Output each record exactly, with nothing omitted.

- - -

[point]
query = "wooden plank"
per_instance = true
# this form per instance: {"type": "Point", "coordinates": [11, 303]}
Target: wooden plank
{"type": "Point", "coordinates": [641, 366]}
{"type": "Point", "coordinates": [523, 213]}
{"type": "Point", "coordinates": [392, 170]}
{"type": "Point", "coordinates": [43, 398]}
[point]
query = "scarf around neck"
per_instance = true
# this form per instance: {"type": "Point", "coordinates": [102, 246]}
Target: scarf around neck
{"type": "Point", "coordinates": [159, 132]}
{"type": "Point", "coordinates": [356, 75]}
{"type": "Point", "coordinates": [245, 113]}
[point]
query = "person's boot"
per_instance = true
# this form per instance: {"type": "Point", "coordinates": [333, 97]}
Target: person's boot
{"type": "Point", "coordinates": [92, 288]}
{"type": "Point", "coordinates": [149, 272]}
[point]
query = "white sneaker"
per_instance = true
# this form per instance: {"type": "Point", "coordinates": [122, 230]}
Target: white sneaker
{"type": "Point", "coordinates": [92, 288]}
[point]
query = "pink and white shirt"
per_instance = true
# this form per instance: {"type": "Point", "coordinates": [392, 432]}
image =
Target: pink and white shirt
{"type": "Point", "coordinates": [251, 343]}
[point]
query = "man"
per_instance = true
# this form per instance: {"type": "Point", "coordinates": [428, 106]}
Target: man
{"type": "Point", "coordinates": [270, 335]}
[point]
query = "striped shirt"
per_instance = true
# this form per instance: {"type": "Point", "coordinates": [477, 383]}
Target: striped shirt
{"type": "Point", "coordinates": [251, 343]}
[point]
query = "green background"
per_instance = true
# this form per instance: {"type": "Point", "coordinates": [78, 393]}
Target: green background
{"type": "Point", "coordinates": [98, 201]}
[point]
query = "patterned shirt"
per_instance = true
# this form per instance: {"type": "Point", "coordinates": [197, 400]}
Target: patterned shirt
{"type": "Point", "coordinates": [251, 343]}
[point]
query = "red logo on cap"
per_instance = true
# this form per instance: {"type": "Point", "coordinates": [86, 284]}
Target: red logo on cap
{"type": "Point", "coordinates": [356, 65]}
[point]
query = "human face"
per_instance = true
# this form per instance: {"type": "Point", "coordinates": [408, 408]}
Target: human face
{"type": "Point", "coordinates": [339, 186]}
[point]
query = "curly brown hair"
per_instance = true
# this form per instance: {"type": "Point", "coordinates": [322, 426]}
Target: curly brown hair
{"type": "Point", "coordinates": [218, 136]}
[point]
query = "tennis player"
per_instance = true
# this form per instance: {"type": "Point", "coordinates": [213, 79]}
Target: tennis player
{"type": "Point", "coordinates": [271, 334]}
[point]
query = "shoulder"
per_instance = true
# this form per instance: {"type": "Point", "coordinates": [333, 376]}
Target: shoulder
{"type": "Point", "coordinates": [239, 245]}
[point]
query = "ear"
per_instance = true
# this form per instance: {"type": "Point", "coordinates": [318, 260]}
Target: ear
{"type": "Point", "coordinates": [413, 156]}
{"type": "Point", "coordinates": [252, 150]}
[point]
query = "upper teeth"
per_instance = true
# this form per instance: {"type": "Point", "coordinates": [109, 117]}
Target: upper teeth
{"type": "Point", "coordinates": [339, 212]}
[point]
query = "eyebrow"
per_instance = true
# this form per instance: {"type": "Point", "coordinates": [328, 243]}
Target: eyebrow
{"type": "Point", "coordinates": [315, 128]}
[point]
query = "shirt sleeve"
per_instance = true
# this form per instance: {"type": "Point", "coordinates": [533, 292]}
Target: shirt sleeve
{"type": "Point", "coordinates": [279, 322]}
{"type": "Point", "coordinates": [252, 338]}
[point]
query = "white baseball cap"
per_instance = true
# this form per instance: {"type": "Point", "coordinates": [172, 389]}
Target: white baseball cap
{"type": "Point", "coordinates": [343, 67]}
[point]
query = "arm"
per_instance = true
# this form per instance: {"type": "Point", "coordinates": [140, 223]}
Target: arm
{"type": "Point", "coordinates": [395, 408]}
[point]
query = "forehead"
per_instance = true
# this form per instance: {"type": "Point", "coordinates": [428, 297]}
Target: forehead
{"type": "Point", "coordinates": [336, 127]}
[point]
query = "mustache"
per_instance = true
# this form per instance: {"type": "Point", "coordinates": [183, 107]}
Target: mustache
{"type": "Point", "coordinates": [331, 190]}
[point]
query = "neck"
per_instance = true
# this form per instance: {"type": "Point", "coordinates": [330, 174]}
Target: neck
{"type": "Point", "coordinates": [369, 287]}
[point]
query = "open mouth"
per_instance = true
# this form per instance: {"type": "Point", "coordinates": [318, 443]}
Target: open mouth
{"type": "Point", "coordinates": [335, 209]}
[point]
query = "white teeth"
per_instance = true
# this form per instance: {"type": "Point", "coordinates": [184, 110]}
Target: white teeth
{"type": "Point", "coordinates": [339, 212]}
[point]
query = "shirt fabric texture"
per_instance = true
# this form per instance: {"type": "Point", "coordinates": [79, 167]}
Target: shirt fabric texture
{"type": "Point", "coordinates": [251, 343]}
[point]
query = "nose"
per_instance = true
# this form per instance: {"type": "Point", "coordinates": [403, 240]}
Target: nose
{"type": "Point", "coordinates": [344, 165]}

- - -

Response:
[point]
query = "wooden plank"
per_instance = true
# this form per instance: {"type": "Point", "coordinates": [11, 303]}
Target: wooden plank
{"type": "Point", "coordinates": [641, 366]}
{"type": "Point", "coordinates": [523, 213]}
{"type": "Point", "coordinates": [392, 170]}
{"type": "Point", "coordinates": [43, 398]}
[point]
query = "scarf around neck"
per_instance = true
# this form per instance: {"type": "Point", "coordinates": [102, 246]}
Target: scarf around neck
{"type": "Point", "coordinates": [159, 132]}
{"type": "Point", "coordinates": [356, 75]}
{"type": "Point", "coordinates": [245, 113]}
[point]
query = "person's boot"
per_instance = true
# this form per instance: {"type": "Point", "coordinates": [333, 97]}
Target: person's boot
{"type": "Point", "coordinates": [92, 288]}
{"type": "Point", "coordinates": [149, 272]}
[point]
query = "white sneaker"
per_instance = true
# this form per instance: {"type": "Point", "coordinates": [122, 230]}
Target: white sneaker
{"type": "Point", "coordinates": [92, 288]}
[point]
query = "pink and white shirt"
per_instance = true
# this form per instance: {"type": "Point", "coordinates": [392, 432]}
image =
Target: pink and white shirt
{"type": "Point", "coordinates": [251, 343]}
[point]
query = "man"
per_instance = true
# this form per instance: {"type": "Point", "coordinates": [428, 106]}
Target: man
{"type": "Point", "coordinates": [270, 335]}
[point]
query = "striped shirt"
per_instance = true
# this form per instance: {"type": "Point", "coordinates": [477, 383]}
Target: striped shirt
{"type": "Point", "coordinates": [251, 343]}
[point]
query = "green background"
per_instance = true
# this form per instance: {"type": "Point", "coordinates": [78, 393]}
Target: green background
{"type": "Point", "coordinates": [98, 201]}
[point]
query = "patterned shirt"
per_instance = true
# this form per instance: {"type": "Point", "coordinates": [197, 400]}
Target: patterned shirt
{"type": "Point", "coordinates": [251, 343]}
[point]
query = "red logo on cap"
per_instance = true
# this form per instance: {"type": "Point", "coordinates": [86, 284]}
Target: red logo on cap
{"type": "Point", "coordinates": [356, 65]}
[point]
query = "human face"
per_instance = true
# this form per instance: {"type": "Point", "coordinates": [408, 408]}
Target: human face
{"type": "Point", "coordinates": [339, 186]}
[point]
query = "curly brown hair"
per_instance = true
# this form per instance: {"type": "Point", "coordinates": [322, 426]}
Target: curly brown hair
{"type": "Point", "coordinates": [218, 136]}
[point]
query = "tennis player"
per_instance = true
# this form per instance: {"type": "Point", "coordinates": [213, 79]}
Target: tennis player
{"type": "Point", "coordinates": [271, 334]}
[point]
query = "shoulder"
per_instance = true
# this form per instance: {"type": "Point", "coordinates": [333, 376]}
Target: shoulder
{"type": "Point", "coordinates": [239, 245]}
[point]
query = "ear"
per_instance = true
# this form per instance: {"type": "Point", "coordinates": [318, 260]}
Target: ear
{"type": "Point", "coordinates": [413, 156]}
{"type": "Point", "coordinates": [252, 150]}
[point]
query = "upper teeth"
per_instance = true
# this form per instance: {"type": "Point", "coordinates": [109, 117]}
Target: upper teeth
{"type": "Point", "coordinates": [339, 212]}
[point]
query = "eyebrow"
per_instance = true
# this form per instance: {"type": "Point", "coordinates": [328, 243]}
Target: eyebrow
{"type": "Point", "coordinates": [315, 128]}
[point]
query = "shirt sleeve"
per_instance = true
# this form per instance: {"type": "Point", "coordinates": [533, 292]}
Target: shirt sleeve
{"type": "Point", "coordinates": [279, 322]}
{"type": "Point", "coordinates": [252, 338]}
[point]
query = "white baseball cap"
per_instance = true
# this form per instance: {"type": "Point", "coordinates": [172, 389]}
Target: white baseball cap
{"type": "Point", "coordinates": [343, 67]}
[point]
query = "arm"
per_instance = true
# this form per instance: {"type": "Point", "coordinates": [140, 223]}
Target: arm
{"type": "Point", "coordinates": [395, 408]}
[point]
query = "forehead"
per_instance = true
# this form per instance: {"type": "Point", "coordinates": [428, 297]}
Target: forehead
{"type": "Point", "coordinates": [336, 127]}
[point]
query = "mustache"
per_instance = true
# this form per instance: {"type": "Point", "coordinates": [183, 107]}
Target: mustache
{"type": "Point", "coordinates": [331, 190]}
[point]
query = "neck"
per_instance = true
# this form per instance: {"type": "Point", "coordinates": [330, 174]}
Target: neck
{"type": "Point", "coordinates": [369, 287]}
[point]
query = "open mouth"
per_instance = true
# this form per instance: {"type": "Point", "coordinates": [318, 443]}
Target: open mouth
{"type": "Point", "coordinates": [335, 209]}
[point]
query = "white teeth"
per_instance = true
# this form per instance: {"type": "Point", "coordinates": [184, 110]}
Target: white teeth
{"type": "Point", "coordinates": [339, 212]}
[point]
query = "shirt fabric texture"
per_instance = true
# this form per instance: {"type": "Point", "coordinates": [79, 167]}
Target: shirt fabric texture
{"type": "Point", "coordinates": [251, 343]}
[point]
query = "nose"
per_instance = true
# this form per instance: {"type": "Point", "coordinates": [403, 240]}
Target: nose
{"type": "Point", "coordinates": [344, 165]}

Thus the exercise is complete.